(Given information Opens)

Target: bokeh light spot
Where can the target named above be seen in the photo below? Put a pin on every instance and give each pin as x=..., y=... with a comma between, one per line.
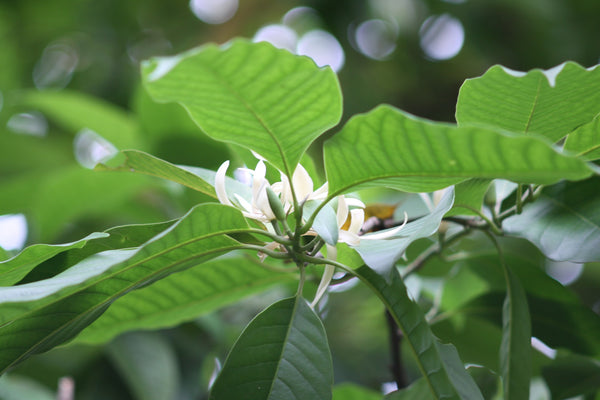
x=214, y=11
x=323, y=48
x=376, y=38
x=13, y=231
x=31, y=123
x=279, y=36
x=442, y=37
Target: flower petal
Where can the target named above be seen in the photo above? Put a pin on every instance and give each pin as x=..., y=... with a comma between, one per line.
x=220, y=184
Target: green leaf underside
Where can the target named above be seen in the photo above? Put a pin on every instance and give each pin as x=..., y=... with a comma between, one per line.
x=14, y=269
x=381, y=255
x=529, y=103
x=182, y=297
x=148, y=364
x=38, y=316
x=585, y=140
x=515, y=349
x=281, y=355
x=76, y=111
x=411, y=154
x=445, y=376
x=251, y=94
x=564, y=222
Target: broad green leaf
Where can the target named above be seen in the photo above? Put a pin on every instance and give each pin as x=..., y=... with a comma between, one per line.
x=76, y=111
x=445, y=377
x=200, y=179
x=416, y=390
x=388, y=147
x=37, y=316
x=15, y=387
x=183, y=296
x=250, y=94
x=148, y=363
x=14, y=269
x=469, y=196
x=564, y=222
x=281, y=355
x=550, y=103
x=570, y=375
x=381, y=255
x=515, y=350
x=350, y=391
x=585, y=140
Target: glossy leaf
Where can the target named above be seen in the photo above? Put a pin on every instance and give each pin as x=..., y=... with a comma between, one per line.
x=515, y=350
x=251, y=94
x=381, y=255
x=14, y=269
x=550, y=103
x=76, y=111
x=148, y=364
x=37, y=316
x=570, y=376
x=183, y=296
x=281, y=355
x=585, y=140
x=349, y=391
x=446, y=377
x=564, y=222
x=388, y=147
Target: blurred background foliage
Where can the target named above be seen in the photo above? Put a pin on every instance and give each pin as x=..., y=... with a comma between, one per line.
x=69, y=71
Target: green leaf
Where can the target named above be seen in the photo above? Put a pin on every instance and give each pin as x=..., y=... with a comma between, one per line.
x=585, y=140
x=539, y=102
x=14, y=387
x=417, y=390
x=350, y=391
x=445, y=377
x=381, y=255
x=570, y=376
x=515, y=350
x=183, y=296
x=469, y=196
x=281, y=355
x=76, y=111
x=148, y=363
x=390, y=148
x=37, y=316
x=564, y=222
x=14, y=269
x=200, y=179
x=251, y=94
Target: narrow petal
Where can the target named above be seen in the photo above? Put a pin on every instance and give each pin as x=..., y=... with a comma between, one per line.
x=342, y=211
x=386, y=234
x=325, y=280
x=302, y=183
x=220, y=184
x=357, y=218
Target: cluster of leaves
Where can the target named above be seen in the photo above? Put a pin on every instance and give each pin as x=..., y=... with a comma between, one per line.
x=259, y=98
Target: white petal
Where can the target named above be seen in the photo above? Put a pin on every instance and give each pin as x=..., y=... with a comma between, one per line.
x=357, y=218
x=220, y=184
x=325, y=280
x=302, y=183
x=349, y=238
x=386, y=234
x=342, y=211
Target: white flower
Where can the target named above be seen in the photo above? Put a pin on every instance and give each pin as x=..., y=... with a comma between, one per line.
x=259, y=208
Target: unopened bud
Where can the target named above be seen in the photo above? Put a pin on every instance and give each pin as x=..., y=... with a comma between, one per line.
x=275, y=204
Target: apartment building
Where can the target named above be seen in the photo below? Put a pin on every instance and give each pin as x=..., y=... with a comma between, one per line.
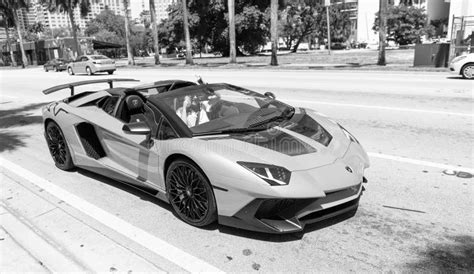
x=38, y=12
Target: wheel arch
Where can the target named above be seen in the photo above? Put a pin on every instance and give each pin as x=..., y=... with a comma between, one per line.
x=47, y=121
x=173, y=157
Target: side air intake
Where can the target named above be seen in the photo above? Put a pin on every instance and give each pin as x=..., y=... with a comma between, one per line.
x=90, y=141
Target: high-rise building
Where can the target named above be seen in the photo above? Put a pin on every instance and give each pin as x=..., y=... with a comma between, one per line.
x=38, y=12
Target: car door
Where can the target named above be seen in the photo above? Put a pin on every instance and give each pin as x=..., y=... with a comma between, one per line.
x=78, y=64
x=132, y=155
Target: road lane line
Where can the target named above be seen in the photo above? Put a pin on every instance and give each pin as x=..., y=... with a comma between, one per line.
x=153, y=243
x=419, y=162
x=380, y=107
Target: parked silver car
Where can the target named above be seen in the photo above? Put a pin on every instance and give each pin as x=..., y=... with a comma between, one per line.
x=91, y=64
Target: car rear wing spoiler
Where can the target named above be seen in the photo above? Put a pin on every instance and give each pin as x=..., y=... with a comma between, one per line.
x=88, y=82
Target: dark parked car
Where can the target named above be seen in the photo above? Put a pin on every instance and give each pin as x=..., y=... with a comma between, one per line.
x=56, y=65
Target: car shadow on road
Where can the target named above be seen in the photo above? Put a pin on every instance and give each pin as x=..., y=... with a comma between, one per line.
x=142, y=193
x=13, y=118
x=448, y=258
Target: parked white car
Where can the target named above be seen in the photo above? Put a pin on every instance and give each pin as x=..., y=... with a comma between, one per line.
x=91, y=64
x=463, y=65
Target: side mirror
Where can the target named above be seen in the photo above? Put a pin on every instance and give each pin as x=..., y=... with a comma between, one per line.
x=138, y=128
x=270, y=95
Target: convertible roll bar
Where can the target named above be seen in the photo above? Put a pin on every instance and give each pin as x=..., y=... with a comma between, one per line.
x=88, y=82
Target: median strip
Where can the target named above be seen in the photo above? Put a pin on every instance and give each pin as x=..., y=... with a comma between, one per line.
x=420, y=162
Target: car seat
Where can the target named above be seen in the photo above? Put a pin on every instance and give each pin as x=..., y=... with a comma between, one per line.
x=135, y=109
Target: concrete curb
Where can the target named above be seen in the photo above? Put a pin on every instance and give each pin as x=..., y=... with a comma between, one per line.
x=40, y=248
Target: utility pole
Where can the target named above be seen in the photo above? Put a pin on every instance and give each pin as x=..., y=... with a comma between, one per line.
x=327, y=3
x=382, y=32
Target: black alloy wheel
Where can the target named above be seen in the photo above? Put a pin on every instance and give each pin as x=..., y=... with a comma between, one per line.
x=190, y=193
x=467, y=71
x=58, y=147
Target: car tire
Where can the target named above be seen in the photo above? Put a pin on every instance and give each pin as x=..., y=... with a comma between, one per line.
x=58, y=147
x=190, y=193
x=467, y=71
x=89, y=71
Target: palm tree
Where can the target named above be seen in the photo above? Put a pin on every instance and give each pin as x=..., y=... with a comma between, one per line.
x=232, y=42
x=154, y=29
x=68, y=6
x=189, y=55
x=131, y=61
x=274, y=31
x=7, y=21
x=382, y=32
x=11, y=7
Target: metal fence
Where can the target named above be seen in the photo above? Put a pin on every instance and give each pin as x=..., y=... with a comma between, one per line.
x=461, y=36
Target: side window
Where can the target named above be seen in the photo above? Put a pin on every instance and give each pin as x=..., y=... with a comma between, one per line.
x=166, y=131
x=152, y=116
x=109, y=104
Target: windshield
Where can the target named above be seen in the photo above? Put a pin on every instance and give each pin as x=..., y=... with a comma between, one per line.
x=220, y=108
x=99, y=57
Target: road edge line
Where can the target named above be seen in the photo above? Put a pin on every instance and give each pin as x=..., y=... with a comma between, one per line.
x=160, y=247
x=38, y=247
x=419, y=162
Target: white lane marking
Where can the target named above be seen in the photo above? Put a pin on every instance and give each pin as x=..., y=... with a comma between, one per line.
x=380, y=107
x=10, y=97
x=419, y=162
x=160, y=247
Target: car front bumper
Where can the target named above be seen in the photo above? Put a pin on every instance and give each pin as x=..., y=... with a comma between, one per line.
x=455, y=67
x=292, y=215
x=105, y=67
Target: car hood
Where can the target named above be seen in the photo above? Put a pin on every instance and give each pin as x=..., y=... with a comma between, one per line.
x=306, y=141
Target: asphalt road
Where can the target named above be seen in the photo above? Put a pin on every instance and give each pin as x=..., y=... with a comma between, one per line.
x=412, y=217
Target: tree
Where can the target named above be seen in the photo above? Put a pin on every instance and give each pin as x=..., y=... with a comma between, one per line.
x=382, y=27
x=405, y=24
x=304, y=19
x=189, y=56
x=209, y=26
x=274, y=31
x=11, y=8
x=68, y=6
x=154, y=25
x=7, y=21
x=131, y=61
x=232, y=50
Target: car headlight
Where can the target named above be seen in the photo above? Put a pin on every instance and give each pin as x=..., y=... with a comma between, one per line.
x=349, y=135
x=273, y=175
x=459, y=58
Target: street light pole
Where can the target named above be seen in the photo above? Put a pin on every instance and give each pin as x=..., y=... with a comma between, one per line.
x=328, y=3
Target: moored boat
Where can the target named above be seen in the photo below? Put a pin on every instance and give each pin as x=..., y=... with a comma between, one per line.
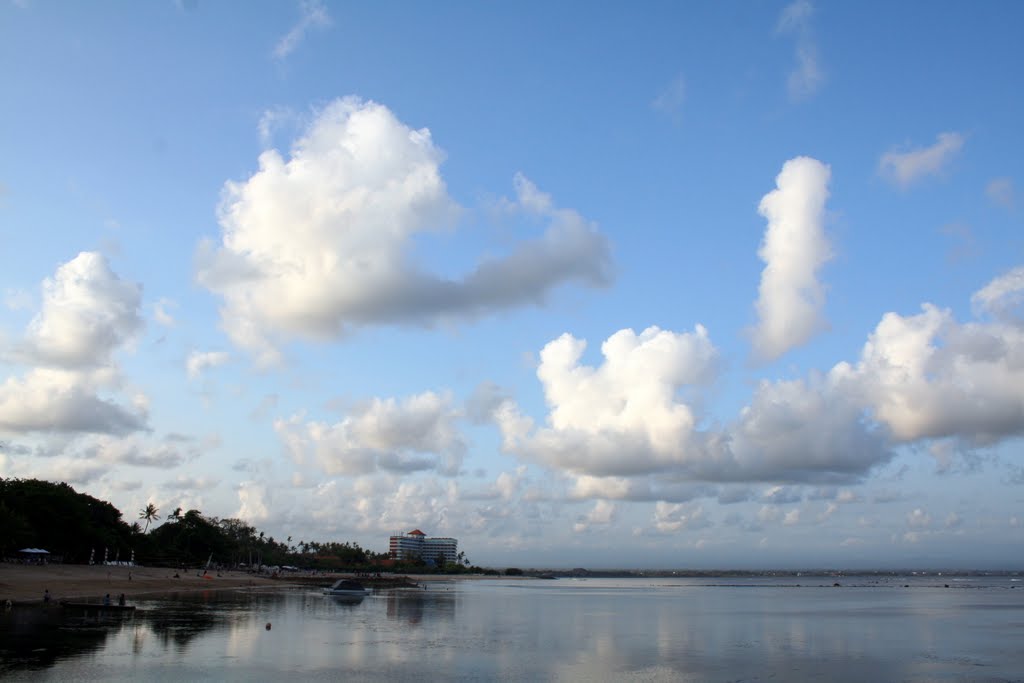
x=345, y=587
x=96, y=606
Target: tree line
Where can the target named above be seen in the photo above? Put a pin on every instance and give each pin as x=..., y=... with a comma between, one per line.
x=79, y=527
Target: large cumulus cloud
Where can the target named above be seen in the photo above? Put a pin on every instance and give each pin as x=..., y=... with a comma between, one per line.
x=87, y=314
x=632, y=428
x=321, y=242
x=795, y=248
x=417, y=433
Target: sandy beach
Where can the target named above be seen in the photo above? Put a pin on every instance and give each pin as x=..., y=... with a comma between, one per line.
x=24, y=583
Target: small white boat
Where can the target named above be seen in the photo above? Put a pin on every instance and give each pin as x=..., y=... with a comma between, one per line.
x=345, y=587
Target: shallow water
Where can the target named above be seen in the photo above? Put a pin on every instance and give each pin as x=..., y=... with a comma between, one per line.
x=565, y=630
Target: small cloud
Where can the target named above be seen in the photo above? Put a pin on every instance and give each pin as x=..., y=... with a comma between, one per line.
x=905, y=168
x=161, y=314
x=670, y=100
x=1000, y=191
x=200, y=360
x=919, y=519
x=313, y=15
x=807, y=76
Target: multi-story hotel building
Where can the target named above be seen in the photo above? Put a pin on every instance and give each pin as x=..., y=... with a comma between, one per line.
x=416, y=544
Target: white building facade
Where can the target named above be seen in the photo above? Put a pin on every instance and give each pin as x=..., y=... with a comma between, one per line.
x=416, y=544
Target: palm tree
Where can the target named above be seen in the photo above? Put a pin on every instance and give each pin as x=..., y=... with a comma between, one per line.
x=148, y=513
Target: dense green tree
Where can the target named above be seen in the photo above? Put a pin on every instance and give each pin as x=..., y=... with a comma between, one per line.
x=148, y=513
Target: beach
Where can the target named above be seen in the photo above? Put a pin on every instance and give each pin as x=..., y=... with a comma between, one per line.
x=27, y=583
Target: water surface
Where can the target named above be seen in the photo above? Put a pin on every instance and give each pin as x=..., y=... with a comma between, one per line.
x=898, y=629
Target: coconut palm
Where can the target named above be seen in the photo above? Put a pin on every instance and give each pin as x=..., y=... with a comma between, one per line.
x=148, y=513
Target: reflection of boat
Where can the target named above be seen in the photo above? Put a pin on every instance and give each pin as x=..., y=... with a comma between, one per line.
x=96, y=606
x=345, y=587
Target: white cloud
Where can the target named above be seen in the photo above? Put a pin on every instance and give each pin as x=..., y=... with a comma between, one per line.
x=671, y=518
x=1004, y=297
x=313, y=15
x=321, y=243
x=631, y=428
x=1000, y=191
x=808, y=76
x=15, y=299
x=190, y=483
x=418, y=433
x=161, y=313
x=919, y=519
x=927, y=376
x=795, y=247
x=60, y=400
x=904, y=168
x=602, y=514
x=200, y=360
x=670, y=100
x=87, y=313
x=254, y=500
x=621, y=418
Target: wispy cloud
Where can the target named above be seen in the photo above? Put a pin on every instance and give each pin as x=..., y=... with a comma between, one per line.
x=807, y=76
x=313, y=15
x=670, y=99
x=1000, y=191
x=905, y=168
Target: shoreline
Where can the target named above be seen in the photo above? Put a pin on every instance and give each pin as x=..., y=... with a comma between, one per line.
x=26, y=584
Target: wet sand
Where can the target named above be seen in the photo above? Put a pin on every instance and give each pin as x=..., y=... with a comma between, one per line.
x=23, y=583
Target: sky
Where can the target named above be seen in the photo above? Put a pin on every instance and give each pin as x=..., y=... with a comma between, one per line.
x=607, y=285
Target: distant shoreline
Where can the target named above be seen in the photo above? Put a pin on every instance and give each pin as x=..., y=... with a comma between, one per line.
x=24, y=584
x=27, y=584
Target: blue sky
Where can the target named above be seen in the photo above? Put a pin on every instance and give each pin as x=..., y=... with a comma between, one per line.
x=704, y=285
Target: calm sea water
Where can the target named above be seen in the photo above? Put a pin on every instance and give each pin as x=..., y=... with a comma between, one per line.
x=564, y=630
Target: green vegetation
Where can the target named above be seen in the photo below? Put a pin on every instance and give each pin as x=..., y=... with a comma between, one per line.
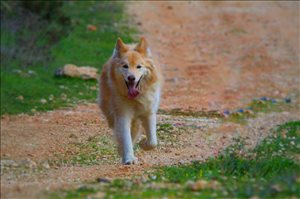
x=267, y=171
x=27, y=75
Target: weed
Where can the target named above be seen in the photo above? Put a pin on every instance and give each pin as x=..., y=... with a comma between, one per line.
x=233, y=174
x=23, y=91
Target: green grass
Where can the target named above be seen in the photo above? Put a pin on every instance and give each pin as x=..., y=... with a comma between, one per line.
x=80, y=46
x=270, y=170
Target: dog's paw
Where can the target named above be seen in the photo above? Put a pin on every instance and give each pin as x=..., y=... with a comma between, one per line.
x=145, y=145
x=130, y=161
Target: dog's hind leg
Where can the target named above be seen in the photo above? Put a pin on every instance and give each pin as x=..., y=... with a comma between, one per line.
x=135, y=130
x=149, y=124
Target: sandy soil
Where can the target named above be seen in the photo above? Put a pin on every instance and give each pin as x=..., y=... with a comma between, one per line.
x=214, y=56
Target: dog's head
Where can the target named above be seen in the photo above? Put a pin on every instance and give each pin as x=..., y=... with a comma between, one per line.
x=133, y=68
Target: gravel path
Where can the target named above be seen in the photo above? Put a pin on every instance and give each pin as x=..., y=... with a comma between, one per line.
x=215, y=56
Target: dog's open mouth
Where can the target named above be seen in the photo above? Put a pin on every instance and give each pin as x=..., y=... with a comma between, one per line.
x=133, y=89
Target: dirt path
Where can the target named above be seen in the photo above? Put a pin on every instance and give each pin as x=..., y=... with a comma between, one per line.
x=214, y=56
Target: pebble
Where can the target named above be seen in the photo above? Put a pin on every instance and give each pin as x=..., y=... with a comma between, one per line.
x=43, y=101
x=103, y=180
x=46, y=165
x=21, y=98
x=288, y=100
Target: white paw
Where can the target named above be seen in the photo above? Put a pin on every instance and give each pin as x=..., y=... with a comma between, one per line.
x=144, y=144
x=129, y=161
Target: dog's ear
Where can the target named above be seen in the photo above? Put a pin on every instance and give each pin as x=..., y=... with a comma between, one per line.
x=142, y=48
x=120, y=48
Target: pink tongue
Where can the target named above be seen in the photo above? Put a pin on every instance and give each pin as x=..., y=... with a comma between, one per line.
x=132, y=92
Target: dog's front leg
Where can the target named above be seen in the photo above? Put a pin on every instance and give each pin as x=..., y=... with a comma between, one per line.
x=122, y=132
x=149, y=123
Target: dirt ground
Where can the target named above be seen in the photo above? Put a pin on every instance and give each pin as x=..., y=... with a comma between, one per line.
x=214, y=56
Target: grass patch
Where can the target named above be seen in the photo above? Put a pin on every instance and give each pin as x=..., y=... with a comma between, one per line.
x=28, y=86
x=267, y=171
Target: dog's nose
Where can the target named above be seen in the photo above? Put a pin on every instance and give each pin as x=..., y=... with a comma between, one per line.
x=131, y=78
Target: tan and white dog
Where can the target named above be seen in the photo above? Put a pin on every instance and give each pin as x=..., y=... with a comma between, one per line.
x=130, y=89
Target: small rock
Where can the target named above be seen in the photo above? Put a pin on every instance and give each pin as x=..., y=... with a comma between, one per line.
x=21, y=98
x=46, y=165
x=198, y=185
x=43, y=101
x=288, y=100
x=51, y=97
x=103, y=180
x=28, y=163
x=63, y=96
x=91, y=27
x=93, y=88
x=170, y=7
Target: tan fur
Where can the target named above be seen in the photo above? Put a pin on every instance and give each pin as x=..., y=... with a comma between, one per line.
x=113, y=95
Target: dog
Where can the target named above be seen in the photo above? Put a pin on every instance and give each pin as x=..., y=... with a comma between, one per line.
x=129, y=96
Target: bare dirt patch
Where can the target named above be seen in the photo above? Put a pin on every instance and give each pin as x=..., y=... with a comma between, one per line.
x=214, y=56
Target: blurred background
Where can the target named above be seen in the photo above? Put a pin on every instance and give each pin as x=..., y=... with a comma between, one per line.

(Given information Closes)

▶ _Problem description_: Which of the lines above carry the string "water"? Copy every one.

▶ _Expected answer_:
Target: shallow water
Target: water surface
Target: calm sea water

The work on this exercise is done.